──────── DATA PROVIDED ────────

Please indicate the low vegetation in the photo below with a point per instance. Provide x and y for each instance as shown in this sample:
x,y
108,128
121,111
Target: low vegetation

────────

== GOAL ==
Output every line of the listing above verbatim, keeping the original order, spelling and punctuation.

== SOLUTION TO THE PROBLEM ==
Please indicate the low vegetation in the photo below with a point per instance. Provide x and y for each instance as shown in this sample:
x,y
108,128
121,111
Target: low vegetation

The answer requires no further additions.